-- Reading text follows --
Jaw fractures can happen in the upper or lower jaws or both. Some jaw fractures go unnoticed while others appear as swelling of the face or jaws. The cause of jaw fractures is usually direct trauma.
Things like car accidents or attacks by other animals are the most common causes of fractures. Jaw fractures can also be a complication of having a tooth extracted. Less common causes include oral cysts, tumors, and metabolic disease.
Lower Jaw Fractures
Lower jaw fractures can involve joints such as the temporomandibular joint (TMJ) or the mandibular symphysis. Diagnosis of jaw fractures must be made and treated based on advanced imaging with dental radiography, cone beam computed tomography, or standard computed tomography.
Skull radiographs with standard radiograph machines may add valuable information, but a definitive diagnosis requires intraoral dental radiography and sometimes computed tomography.
-- Reading text concluded --
-- Dataset content follows --
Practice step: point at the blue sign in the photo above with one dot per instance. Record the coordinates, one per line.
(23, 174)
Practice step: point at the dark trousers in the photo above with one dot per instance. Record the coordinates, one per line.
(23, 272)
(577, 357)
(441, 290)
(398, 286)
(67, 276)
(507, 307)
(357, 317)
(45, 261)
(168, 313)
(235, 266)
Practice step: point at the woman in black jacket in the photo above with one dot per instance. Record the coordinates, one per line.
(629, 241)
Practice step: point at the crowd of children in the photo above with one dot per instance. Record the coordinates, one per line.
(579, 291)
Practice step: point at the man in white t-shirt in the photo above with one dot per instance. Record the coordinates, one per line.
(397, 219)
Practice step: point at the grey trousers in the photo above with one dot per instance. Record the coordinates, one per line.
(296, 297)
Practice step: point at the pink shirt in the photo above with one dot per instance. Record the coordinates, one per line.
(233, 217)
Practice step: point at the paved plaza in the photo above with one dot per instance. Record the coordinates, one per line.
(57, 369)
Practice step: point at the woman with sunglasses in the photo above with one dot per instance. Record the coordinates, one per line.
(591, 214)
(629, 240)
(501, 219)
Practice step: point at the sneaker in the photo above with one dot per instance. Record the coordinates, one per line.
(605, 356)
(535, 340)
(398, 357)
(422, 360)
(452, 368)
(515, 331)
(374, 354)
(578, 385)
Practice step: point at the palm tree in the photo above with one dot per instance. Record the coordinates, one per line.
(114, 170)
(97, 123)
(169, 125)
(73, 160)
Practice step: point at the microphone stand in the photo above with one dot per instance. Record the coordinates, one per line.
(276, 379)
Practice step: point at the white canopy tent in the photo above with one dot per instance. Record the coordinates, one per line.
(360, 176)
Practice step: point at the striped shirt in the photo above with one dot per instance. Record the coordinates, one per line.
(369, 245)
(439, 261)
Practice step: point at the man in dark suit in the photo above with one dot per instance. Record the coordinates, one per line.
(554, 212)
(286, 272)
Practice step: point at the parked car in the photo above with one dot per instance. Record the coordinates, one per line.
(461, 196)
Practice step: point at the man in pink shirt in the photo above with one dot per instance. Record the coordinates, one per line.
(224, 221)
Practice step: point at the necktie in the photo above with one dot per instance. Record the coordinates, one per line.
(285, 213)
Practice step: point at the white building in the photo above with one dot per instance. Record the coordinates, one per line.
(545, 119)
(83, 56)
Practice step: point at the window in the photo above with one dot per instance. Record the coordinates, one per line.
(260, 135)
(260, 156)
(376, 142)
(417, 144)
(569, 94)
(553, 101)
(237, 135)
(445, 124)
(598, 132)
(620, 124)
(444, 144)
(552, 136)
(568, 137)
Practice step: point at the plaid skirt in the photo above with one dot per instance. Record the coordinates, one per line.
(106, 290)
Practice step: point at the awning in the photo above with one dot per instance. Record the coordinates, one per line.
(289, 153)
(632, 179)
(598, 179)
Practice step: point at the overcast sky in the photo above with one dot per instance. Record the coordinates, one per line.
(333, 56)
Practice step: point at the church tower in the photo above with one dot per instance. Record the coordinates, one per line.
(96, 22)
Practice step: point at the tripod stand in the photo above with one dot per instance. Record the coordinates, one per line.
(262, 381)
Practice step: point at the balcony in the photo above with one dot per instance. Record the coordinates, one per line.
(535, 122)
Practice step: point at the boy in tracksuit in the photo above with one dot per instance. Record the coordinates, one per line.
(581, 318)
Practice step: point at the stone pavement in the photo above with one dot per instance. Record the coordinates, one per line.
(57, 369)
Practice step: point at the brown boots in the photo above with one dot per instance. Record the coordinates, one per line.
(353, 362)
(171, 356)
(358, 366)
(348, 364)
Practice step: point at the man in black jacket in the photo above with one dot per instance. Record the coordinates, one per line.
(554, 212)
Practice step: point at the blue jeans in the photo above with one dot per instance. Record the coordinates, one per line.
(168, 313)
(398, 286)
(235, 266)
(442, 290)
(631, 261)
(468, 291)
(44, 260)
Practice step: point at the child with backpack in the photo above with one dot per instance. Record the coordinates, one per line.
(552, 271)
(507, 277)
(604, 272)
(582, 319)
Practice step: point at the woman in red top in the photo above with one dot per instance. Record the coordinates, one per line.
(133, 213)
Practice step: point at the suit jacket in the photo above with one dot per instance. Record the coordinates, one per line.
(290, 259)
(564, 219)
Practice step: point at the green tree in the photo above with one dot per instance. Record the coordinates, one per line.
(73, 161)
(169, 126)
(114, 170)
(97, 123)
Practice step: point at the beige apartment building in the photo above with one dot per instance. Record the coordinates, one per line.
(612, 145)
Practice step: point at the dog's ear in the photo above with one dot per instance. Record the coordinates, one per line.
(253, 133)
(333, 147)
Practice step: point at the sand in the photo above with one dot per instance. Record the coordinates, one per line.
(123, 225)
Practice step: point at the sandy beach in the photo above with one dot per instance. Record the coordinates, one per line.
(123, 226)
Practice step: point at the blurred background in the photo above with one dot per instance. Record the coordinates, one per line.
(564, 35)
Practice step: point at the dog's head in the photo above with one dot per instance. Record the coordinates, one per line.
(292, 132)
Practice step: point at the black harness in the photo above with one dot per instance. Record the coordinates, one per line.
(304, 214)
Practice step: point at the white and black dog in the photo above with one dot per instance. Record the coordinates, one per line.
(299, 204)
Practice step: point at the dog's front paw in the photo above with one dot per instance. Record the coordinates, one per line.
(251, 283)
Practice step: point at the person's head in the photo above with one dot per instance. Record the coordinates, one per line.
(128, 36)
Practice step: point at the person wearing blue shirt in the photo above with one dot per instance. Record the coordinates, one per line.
-- Dataset content concluded --
| Requirement 1 |
According to the text on jaw fractures, what does a definitive diagnosis require?
| Requirement 2 |
Write more of the text on jaw fractures, picking up after its last sentence.
This data is separate material and has nothing to do with the text on jaw fractures.

| Expected answer 1 |
Intraoral dental radiography and sometimes computed tomography.

| Expected answer 2 |
Jaw Fractures Can Be Stabilized in a Variety of Ways
Jaw fractures usually require a veterinary dentist to determine the method of treatment. The main goals of treatment include pain-free function of the jaws and preserving the occlusion of the jaws (ensuring the animal can open and close his/her mouth without malpositioned teeth getting in the way).
If a fracture is not repaired correctly according to anatomic alignment, malocclusions or abnormal teeth relationships can develop, leading to pain, not eating, and other health problems. That is why addressing fractures with the correct treatment protocol is so critical to your pet’s health.